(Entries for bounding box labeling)
***
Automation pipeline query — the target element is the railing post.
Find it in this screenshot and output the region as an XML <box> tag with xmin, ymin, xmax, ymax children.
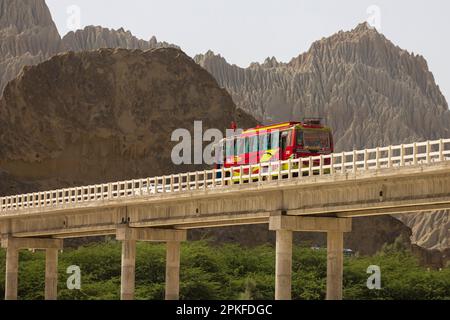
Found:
<box><xmin>239</xmin><ymin>164</ymin><xmax>244</xmax><ymax>184</ymax></box>
<box><xmin>319</xmin><ymin>154</ymin><xmax>323</xmax><ymax>176</ymax></box>
<box><xmin>388</xmin><ymin>146</ymin><xmax>392</xmax><ymax>168</ymax></box>
<box><xmin>364</xmin><ymin>149</ymin><xmax>369</xmax><ymax>170</ymax></box>
<box><xmin>308</xmin><ymin>157</ymin><xmax>313</xmax><ymax>177</ymax></box>
<box><xmin>352</xmin><ymin>150</ymin><xmax>357</xmax><ymax>173</ymax></box>
<box><xmin>330</xmin><ymin>153</ymin><xmax>334</xmax><ymax>174</ymax></box>
<box><xmin>267</xmin><ymin>162</ymin><xmax>272</xmax><ymax>181</ymax></box>
<box><xmin>375</xmin><ymin>147</ymin><xmax>380</xmax><ymax>169</ymax></box>
<box><xmin>400</xmin><ymin>143</ymin><xmax>405</xmax><ymax>166</ymax></box>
***
_WHAT IS ASKED:_
Please arrange every line of the material above as a Markdown table with the columns "Row" and "Line," skipping blank lines and leaving out the pictures.

_OUTPUT OF THE TASK:_
| Row | Line |
|---|---|
| 1 | Automation pipeline query — the target element is the railing post. |
| 2 | Find it in this screenshot and output the region as an XML <box> tag with xmin, ymin, xmax, ymax children. |
| 3 | Found: |
| 4 | <box><xmin>239</xmin><ymin>164</ymin><xmax>244</xmax><ymax>184</ymax></box> |
| 5 | <box><xmin>319</xmin><ymin>154</ymin><xmax>323</xmax><ymax>176</ymax></box> |
| 6 | <box><xmin>388</xmin><ymin>146</ymin><xmax>392</xmax><ymax>168</ymax></box> |
| 7 | <box><xmin>364</xmin><ymin>149</ymin><xmax>369</xmax><ymax>170</ymax></box> |
| 8 | <box><xmin>308</xmin><ymin>157</ymin><xmax>313</xmax><ymax>177</ymax></box> |
| 9 | <box><xmin>352</xmin><ymin>150</ymin><xmax>357</xmax><ymax>173</ymax></box> |
| 10 | <box><xmin>330</xmin><ymin>153</ymin><xmax>334</xmax><ymax>174</ymax></box> |
| 11 | <box><xmin>267</xmin><ymin>162</ymin><xmax>272</xmax><ymax>181</ymax></box> |
| 12 | <box><xmin>375</xmin><ymin>147</ymin><xmax>380</xmax><ymax>169</ymax></box> |
| 13 | <box><xmin>400</xmin><ymin>143</ymin><xmax>405</xmax><ymax>166</ymax></box> |